I am just now finishing up reading my long awaited library copy of Pride and Prejudice and Zombies which is one of the funniest books I’ve ever read. It has all the subdued strong emotion of Jane Austen’s original classic, but with “ultraviolent zombie mayhem.”
A perfect combination.
The book got me started thinking about pride, and the role it plays in my life. Pride is utterly important as well as being a complete barrier to my non-consumer lifestyle.
For example, I take a lot of pride in my home. I am very deliberate in how it is presented, both decoratively and as a place of welcome. This is not to say that I am a Katy tidy-mouse, but I do want the house to impress. The satisfaction in being able to pull together a somewhat sophisticated decor on a dime is prideful. I am aware that being willing to live in a home with a hodge-podge of free furnishings and belongings would be much more practical and inexpensive.
But I have too much pride for that.

(Rows from a dataset)
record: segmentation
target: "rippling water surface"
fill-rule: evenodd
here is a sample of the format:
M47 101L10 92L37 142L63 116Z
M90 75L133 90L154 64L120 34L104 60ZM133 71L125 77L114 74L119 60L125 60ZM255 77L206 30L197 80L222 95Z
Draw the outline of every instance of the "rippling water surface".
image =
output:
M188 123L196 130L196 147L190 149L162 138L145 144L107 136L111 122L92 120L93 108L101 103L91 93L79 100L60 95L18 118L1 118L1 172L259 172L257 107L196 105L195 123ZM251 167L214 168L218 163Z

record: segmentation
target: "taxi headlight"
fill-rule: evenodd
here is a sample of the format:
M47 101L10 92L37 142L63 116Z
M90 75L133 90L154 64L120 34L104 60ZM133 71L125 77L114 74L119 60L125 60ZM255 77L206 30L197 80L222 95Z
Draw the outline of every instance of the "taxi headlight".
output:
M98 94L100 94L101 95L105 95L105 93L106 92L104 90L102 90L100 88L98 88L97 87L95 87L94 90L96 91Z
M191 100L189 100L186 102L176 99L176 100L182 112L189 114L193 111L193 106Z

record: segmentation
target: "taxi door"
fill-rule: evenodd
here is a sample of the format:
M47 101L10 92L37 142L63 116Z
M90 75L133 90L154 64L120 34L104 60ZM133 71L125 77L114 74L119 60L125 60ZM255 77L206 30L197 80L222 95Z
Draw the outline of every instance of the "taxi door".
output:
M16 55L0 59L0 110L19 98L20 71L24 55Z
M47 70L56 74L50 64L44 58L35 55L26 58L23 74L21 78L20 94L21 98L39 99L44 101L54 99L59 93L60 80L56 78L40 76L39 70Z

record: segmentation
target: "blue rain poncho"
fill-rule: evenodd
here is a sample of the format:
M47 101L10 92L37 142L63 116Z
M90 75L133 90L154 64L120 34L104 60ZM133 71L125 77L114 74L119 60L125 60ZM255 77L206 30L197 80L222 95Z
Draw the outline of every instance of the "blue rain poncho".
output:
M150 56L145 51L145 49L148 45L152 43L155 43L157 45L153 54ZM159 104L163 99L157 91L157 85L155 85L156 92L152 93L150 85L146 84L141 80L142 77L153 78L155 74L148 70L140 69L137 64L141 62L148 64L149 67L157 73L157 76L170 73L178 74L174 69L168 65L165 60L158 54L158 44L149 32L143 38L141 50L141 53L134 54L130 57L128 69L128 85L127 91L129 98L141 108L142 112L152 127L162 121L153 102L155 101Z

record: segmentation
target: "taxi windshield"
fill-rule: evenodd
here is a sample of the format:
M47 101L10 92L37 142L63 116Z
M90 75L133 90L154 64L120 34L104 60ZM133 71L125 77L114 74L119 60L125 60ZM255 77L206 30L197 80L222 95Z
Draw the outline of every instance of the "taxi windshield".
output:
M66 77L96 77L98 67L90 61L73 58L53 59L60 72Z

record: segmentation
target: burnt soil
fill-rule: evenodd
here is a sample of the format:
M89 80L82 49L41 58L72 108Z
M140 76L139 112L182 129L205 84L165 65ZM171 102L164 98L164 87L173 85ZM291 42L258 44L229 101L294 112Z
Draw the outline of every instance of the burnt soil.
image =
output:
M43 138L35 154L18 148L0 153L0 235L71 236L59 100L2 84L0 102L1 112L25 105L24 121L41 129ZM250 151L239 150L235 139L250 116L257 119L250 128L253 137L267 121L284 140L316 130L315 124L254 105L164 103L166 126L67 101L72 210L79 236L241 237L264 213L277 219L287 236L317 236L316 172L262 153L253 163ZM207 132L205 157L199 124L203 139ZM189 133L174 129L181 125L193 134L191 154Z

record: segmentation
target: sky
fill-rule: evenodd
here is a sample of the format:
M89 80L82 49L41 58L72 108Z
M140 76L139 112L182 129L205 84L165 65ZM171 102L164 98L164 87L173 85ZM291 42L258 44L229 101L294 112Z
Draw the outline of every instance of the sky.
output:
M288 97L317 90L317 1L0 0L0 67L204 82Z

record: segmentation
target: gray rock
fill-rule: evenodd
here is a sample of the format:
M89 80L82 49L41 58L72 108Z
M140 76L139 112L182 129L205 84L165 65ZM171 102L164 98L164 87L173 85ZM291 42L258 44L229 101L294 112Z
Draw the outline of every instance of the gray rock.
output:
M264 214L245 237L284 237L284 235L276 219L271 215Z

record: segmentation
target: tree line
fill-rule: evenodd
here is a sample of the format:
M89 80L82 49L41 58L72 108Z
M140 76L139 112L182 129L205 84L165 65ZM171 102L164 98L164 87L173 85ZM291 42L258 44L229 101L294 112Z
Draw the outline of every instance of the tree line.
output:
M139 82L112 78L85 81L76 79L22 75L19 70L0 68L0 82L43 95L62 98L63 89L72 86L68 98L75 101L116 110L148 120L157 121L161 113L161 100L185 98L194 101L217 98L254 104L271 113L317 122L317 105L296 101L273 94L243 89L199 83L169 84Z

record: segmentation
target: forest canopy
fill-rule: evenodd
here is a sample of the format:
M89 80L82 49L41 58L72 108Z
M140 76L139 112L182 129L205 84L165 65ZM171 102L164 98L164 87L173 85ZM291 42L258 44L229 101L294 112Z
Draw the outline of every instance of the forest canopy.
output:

> **Written task A**:
Decide whether each statement agrees with the post on pride, answering yes or no and quoting the words of the post that decide it: (i) The writer bought a personal copy of Pride and Prejudice and Zombies. (ii) The writer describes pride as a barrier to a non-consumer lifestyle. (iii) The writer would rather live in a home with a hodge-podge of free furnishings.
> **Written task B**:
Reproduce the post on pride word for word from "The book got" to "practical and inexpensive.".

> **Solution A**:
(i) No: "my long awaited library copy of Pride and Prejudice and Zombies"
(ii) Yes: "Pride is utterly important as well as being a complete barrier to my non-consumer lifestyle."
(iii) No: "But I have too much pride for that."

> **Solution B**:
The book got me started thinking about pride, and the role it plays in my life. Pride is utterly important as well as being a complete barrier to my non-consumer lifestyle.
For example, I take a lot of pride in my home. I am very deliberate in how it is presented, both decoratively and as a place of welcome. This is not to say that I am a Katy tidy-mouse, but I do want the house to impress. The satisfaction in being able to pull together a somewhat sophisticated decor on a dime is prideful. I am aware that being willing to live in a home with a hodge-podge of free furnishings and belongings would be much more practical and inexpensive.